**WHAT YOU HAVE TO DO**
Can you convert the listing below into a Markdown table with the columns Row and Listing line, numbering each line in order and leaving out any blank lines?

**PROVIDED RECORDS**
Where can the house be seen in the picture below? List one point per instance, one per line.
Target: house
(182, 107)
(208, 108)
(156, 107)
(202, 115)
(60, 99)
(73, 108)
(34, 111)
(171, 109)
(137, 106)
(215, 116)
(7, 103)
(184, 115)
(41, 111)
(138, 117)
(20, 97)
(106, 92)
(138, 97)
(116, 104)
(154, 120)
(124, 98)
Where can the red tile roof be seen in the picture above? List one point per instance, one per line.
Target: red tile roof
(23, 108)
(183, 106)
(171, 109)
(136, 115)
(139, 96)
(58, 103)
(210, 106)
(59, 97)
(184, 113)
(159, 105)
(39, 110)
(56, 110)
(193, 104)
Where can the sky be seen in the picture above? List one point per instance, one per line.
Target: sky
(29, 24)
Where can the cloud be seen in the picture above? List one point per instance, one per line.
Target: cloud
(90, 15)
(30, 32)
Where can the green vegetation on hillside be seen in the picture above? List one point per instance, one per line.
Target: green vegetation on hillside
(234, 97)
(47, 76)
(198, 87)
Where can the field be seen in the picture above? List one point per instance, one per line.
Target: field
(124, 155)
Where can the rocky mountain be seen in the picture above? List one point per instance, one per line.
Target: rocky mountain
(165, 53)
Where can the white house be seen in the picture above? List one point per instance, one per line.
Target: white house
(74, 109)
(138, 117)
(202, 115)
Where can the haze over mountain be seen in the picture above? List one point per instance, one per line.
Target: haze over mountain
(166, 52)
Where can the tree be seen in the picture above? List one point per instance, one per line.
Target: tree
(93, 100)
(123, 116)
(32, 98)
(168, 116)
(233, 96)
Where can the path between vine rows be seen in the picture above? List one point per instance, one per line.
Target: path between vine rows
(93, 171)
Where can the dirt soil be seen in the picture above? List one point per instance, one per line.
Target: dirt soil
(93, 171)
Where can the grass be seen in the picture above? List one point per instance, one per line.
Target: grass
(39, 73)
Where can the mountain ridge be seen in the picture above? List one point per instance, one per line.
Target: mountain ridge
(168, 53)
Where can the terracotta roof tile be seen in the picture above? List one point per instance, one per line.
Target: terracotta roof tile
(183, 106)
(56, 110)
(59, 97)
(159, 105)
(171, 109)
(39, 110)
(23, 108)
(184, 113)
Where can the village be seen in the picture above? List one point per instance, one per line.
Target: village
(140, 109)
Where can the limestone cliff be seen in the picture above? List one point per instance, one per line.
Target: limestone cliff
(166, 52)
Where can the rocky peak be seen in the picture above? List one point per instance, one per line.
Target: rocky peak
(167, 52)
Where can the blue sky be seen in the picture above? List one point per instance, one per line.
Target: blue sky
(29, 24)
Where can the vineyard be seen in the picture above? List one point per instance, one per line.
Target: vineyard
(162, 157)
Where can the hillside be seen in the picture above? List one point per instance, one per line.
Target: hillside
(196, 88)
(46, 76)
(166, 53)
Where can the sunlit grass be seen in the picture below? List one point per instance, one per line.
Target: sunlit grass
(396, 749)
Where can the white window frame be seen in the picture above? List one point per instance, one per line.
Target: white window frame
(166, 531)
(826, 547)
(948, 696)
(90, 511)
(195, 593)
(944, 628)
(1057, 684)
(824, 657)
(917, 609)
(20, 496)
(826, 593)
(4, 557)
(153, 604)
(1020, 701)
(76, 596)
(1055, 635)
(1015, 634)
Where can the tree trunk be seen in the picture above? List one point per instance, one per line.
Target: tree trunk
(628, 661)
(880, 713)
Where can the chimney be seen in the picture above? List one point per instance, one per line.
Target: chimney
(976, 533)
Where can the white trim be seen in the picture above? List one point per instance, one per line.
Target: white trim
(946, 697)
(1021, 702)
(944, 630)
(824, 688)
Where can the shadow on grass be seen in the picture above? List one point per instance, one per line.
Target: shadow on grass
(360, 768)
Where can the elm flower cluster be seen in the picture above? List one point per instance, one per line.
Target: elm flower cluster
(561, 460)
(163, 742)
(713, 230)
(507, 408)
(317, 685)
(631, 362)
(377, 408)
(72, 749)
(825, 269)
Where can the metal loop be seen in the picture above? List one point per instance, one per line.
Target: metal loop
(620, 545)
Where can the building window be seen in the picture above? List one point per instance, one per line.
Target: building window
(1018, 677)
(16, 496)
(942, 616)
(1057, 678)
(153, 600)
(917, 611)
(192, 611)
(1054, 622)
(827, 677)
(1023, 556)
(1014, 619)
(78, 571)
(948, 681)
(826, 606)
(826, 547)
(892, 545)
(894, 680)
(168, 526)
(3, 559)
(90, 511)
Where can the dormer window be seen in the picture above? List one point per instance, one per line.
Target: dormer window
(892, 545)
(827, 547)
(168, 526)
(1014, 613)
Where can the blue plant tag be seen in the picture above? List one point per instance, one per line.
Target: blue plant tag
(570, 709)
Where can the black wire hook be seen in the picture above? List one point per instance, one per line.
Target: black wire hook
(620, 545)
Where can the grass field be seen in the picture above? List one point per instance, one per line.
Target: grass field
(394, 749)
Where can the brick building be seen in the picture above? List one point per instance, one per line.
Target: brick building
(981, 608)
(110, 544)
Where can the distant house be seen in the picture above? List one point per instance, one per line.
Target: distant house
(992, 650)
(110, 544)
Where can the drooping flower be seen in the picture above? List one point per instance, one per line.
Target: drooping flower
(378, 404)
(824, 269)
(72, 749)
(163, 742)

**THE REPLY**
| Row | Listing line |
|---|---|
| 1 | Where can the house be seen in the picture below? List one point per instance, one per line. |
| 2 | Target: house |
| 3 | (182, 107) |
| 4 | (208, 108) |
| 5 | (156, 107) |
| 6 | (202, 115) |
| 7 | (60, 99) |
| 8 | (73, 108) |
| 9 | (34, 111) |
| 10 | (171, 109) |
| 11 | (137, 106) |
| 12 | (215, 116) |
| 13 | (7, 103) |
| 14 | (184, 115) |
| 15 | (41, 111) |
| 16 | (138, 117) |
| 17 | (20, 97) |
| 18 | (106, 92) |
| 19 | (138, 97) |
| 20 | (116, 104) |
| 21 | (154, 120) |
| 22 | (124, 98) |
| 23 | Where can the red tile roof be seen in the picture above? List one point per instance, one per line. |
| 24 | Target: red tile roof |
| 25 | (23, 108) |
| 26 | (183, 106) |
| 27 | (171, 109) |
| 28 | (136, 115) |
| 29 | (139, 96) |
| 30 | (58, 103) |
| 31 | (210, 106) |
| 32 | (59, 97) |
| 33 | (184, 113) |
| 34 | (159, 105) |
| 35 | (39, 110) |
| 36 | (56, 110) |
| 37 | (193, 104) |
| 38 | Where can the sky be seen in the picture above? List one point per instance, one per line. |
| 39 | Target: sky |
| 40 | (29, 24) |
| 41 | Where can the cloud be seen in the picture above? List one point per instance, one per line. |
| 42 | Target: cloud |
| 43 | (90, 15) |
| 44 | (30, 32) |
| 45 | Where can the green vegetation on hillside be seen in the picture above? List one point per instance, one per line. |
| 46 | Target: green vegetation on hillside |
| 47 | (234, 97) |
| 48 | (47, 76) |
| 49 | (198, 87) |
| 50 | Where can the field be seen in the picture above? List one point per instance, one per line. |
| 51 | Target: field |
| 52 | (124, 155) |
| 53 | Where can the rocky mountain be seen in the picture above? List one point per instance, one per line. |
| 54 | Target: rocky mountain |
| 55 | (165, 53) |
| 56 | Where can the white house be seen in the picture above? List one point per instance, one per line. |
| 57 | Target: white house |
| 58 | (74, 109) |
| 59 | (138, 117) |
| 60 | (202, 115) |
| 61 | Where can the haze over mountain be seen in the picture above? List one point per instance, one per line. |
| 62 | Target: haze over mountain |
| 63 | (166, 52) |
| 64 | Where can the tree be seen in the picture above? List one point per instance, one per line. |
| 65 | Target: tree |
| 66 | (93, 100) |
| 67 | (123, 116) |
| 68 | (32, 98) |
| 69 | (168, 116) |
| 70 | (233, 96) |
| 71 | Where can the path between vine rows be seen in the picture above? List one point per instance, one per line. |
| 72 | Target: path between vine rows |
| 73 | (93, 171) |
| 74 | Where can the dirt soil be seen in the picture above? List one point per instance, one per line. |
| 75 | Target: dirt soil |
| 76 | (93, 171) |
| 77 | Where can the grass be seen in the picture above? List one point per instance, one per line. |
| 78 | Target: grass |
| 79 | (39, 73) |
| 80 | Where can the mountain ridge be seen in the picture above? List one point per instance, one per line. |
| 81 | Target: mountain ridge |
| 82 | (168, 53) |
| 83 | Where can the terracotta roof tile be seen in the picture above? List one point per instance, one per line. |
| 84 | Target: terracotta roof tile |
| 85 | (183, 106) |
| 86 | (56, 110) |
| 87 | (59, 97) |
| 88 | (159, 105) |
| 89 | (171, 109) |
| 90 | (39, 110) |
| 91 | (23, 108) |
| 92 | (184, 113) |
| 93 | Where can the village be seen in the picture above? List one point per instance, one per line. |
| 94 | Target: village |
| 95 | (140, 109) |
| 96 | Where can the limestone cliff be seen in the picture above? List one point per instance, one per line. |
| 97 | Target: limestone cliff |
| 98 | (166, 52) |
| 99 | Where can the rocky peak be seen in the picture above? List one point per instance, one per line. |
| 100 | Target: rocky peak |
| 101 | (167, 52) |
| 102 | Where can the blue sky be seen in the picture above? List one point per instance, one per line. |
| 103 | Target: blue sky |
| 104 | (29, 24) |
| 105 | Where can the vineyard be seen in the picture above? List one point per instance, one per line. |
| 106 | Target: vineyard |
| 107 | (162, 157) |
| 108 | Where can the hillside be seen in the picture above? List one point per instance, one per line. |
| 109 | Target: hillside |
| 110 | (196, 88) |
| 111 | (46, 76) |
| 112 | (166, 53) |
| 113 | Where can the sunlit grass be seen in the picture below? List one point per instance, one per line. |
| 114 | Target: sunlit grass |
| 115 | (396, 749) |
| 116 | Where can the white window frame be seen in the picture above? List one point per instance, one per line. |
| 117 | Target: white window frame |
| 118 | (166, 531) |
| 119 | (826, 547) |
| 120 | (948, 696) |
| 121 | (90, 511) |
| 122 | (195, 593) |
| 123 | (944, 628) |
| 124 | (1057, 684) |
| 125 | (824, 657) |
| 126 | (917, 609) |
| 127 | (20, 496) |
| 128 | (826, 593) |
| 129 | (4, 557) |
| 130 | (153, 604) |
| 131 | (1020, 701) |
| 132 | (76, 596) |
| 133 | (1055, 635) |
| 134 | (1015, 634) |
| 135 | Where can the tree trunk be seen in the picture above? List one point per instance, one per line. |
| 136 | Target: tree trunk |
| 137 | (628, 661) |
| 138 | (880, 713) |
| 139 | Where can the chimney be seen in the picture above? List one point per instance, one per line. |
| 140 | Target: chimney |
| 141 | (976, 533) |
| 142 | Where can the white trim be seen in the picture above? List one point per instance, one per line. |
| 143 | Target: white trim |
| 144 | (946, 697) |
| 145 | (1021, 702) |
| 146 | (944, 630) |
| 147 | (824, 688) |
| 148 | Where can the shadow on grass be seen in the picture above? List one point per instance, one per line. |
| 149 | Target: shadow on grass |
| 150 | (360, 768) |
| 151 | Where can the elm flower cluster be seen in the picture above? List one point per instance, one per line. |
| 152 | Target: elm flower cluster |
| 153 | (561, 460) |
| 154 | (163, 742) |
| 155 | (713, 230) |
| 156 | (507, 408) |
| 157 | (317, 685) |
| 158 | (631, 362) |
| 159 | (377, 408) |
| 160 | (72, 749) |
| 161 | (825, 269) |
| 162 | Where can the metal loop be seen in the picture above? List one point per instance, one per line. |
| 163 | Target: metal loop |
| 164 | (620, 545) |
| 165 | Where can the building window be seen in the picture above? List one point per instance, one per line. |
| 166 | Target: building window |
| 167 | (1018, 677) |
| 168 | (16, 496) |
| 169 | (942, 616) |
| 170 | (1057, 678) |
| 171 | (153, 600) |
| 172 | (917, 611) |
| 173 | (192, 611) |
| 174 | (1054, 622) |
| 175 | (827, 677) |
| 176 | (1023, 556) |
| 177 | (1014, 619) |
| 178 | (78, 571) |
| 179 | (948, 681) |
| 180 | (826, 606) |
| 181 | (826, 547) |
| 182 | (892, 545) |
| 183 | (894, 680) |
| 184 | (168, 526) |
| 185 | (3, 559) |
| 186 | (90, 511) |
| 187 | Where can the dormer window be seen in the picture above? List one point per instance, one per line. |
| 188 | Target: dormer window |
| 189 | (892, 545) |
| 190 | (827, 547) |
| 191 | (168, 526) |
| 192 | (1014, 613) |
| 193 | Where can the blue plant tag be seen in the picture above? List one point per instance, one per line. |
| 194 | Target: blue plant tag |
| 195 | (570, 709) |
| 196 | Where can the black wire hook be seen in the picture above? List one point per instance, one per line. |
| 197 | Target: black wire hook |
| 198 | (620, 545) |
| 199 | Where can the grass field be seen in the picture above? List one point per instance, one per line. |
| 200 | Target: grass field |
| 201 | (394, 749) |
| 202 | Where can the brick building be seen in the picture above? List one point per instance, one per line. |
| 203 | Target: brick building |
| 204 | (981, 608) |
| 205 | (110, 544) |
| 206 | Where can the distant house be seen in the picture above? List one point per instance, one per line. |
| 207 | Target: distant house |
| 208 | (992, 650) |
| 209 | (110, 544) |
| 210 | Where can the drooping flower be seen in the picture above? List one point per instance, one per line. |
| 211 | Target: drooping flower |
| 212 | (378, 404) |
| 213 | (824, 269) |
| 214 | (72, 749) |
| 215 | (163, 742) |